→ Entries provided:
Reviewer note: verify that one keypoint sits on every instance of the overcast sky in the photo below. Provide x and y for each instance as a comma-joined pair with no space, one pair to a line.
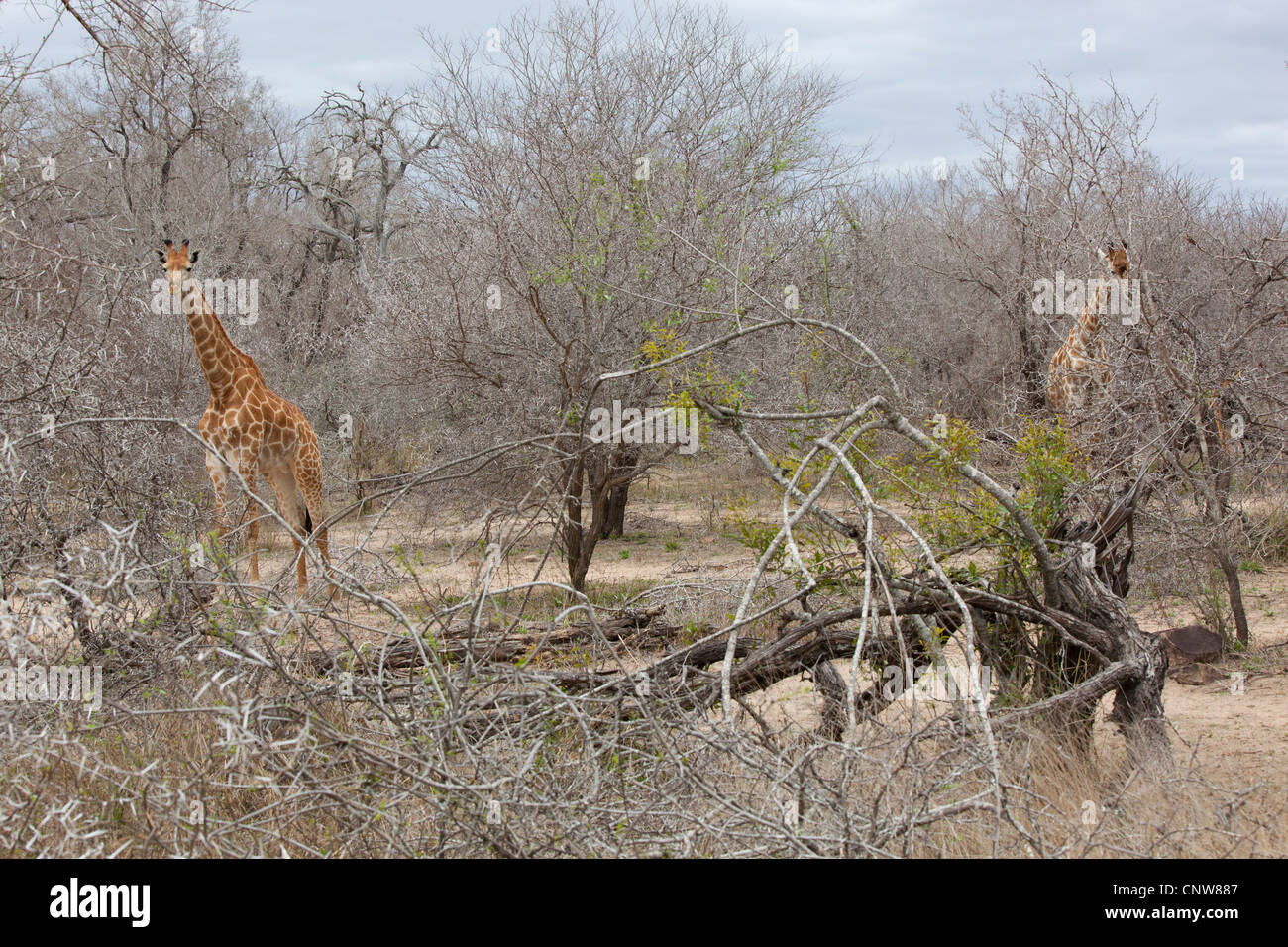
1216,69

...

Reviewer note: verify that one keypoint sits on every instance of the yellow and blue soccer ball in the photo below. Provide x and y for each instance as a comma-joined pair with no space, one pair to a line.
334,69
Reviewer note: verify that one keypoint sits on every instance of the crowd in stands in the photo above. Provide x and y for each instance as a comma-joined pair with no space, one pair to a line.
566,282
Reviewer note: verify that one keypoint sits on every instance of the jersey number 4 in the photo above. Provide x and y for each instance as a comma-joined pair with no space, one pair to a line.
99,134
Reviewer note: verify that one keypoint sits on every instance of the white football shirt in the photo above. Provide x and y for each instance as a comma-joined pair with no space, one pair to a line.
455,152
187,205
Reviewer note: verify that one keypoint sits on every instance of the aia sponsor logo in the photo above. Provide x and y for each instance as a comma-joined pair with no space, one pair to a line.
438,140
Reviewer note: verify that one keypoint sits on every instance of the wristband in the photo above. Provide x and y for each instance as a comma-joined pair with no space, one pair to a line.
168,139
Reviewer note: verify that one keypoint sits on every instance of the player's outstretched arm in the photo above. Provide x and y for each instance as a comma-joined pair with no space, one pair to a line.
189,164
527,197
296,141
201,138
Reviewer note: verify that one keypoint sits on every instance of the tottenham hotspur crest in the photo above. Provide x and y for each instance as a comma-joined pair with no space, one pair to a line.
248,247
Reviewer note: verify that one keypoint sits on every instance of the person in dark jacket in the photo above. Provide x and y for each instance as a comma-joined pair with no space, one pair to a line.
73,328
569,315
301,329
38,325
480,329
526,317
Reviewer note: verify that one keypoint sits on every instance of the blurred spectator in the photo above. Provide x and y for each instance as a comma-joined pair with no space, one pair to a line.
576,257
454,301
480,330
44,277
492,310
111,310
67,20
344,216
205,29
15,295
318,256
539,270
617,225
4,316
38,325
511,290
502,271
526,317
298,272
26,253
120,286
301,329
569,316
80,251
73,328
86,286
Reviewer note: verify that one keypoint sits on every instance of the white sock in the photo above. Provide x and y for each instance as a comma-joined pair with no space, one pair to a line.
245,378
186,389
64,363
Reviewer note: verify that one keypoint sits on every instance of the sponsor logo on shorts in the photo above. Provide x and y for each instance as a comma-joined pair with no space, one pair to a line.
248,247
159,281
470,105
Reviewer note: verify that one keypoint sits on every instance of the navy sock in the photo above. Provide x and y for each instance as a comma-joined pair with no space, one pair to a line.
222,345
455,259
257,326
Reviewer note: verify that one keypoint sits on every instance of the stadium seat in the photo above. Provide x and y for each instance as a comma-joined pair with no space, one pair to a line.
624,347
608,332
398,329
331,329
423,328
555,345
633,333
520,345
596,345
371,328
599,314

→ Written instruction:
Pull out every line above that contains the word "overcast", matching its case.

→ Finished exercise:
Reviewer note: verify that one keypoint sits on every instance of the overcast sky in the photo below. Provide x and y for each instance as a comma-joined pair with no space, one pair to a line.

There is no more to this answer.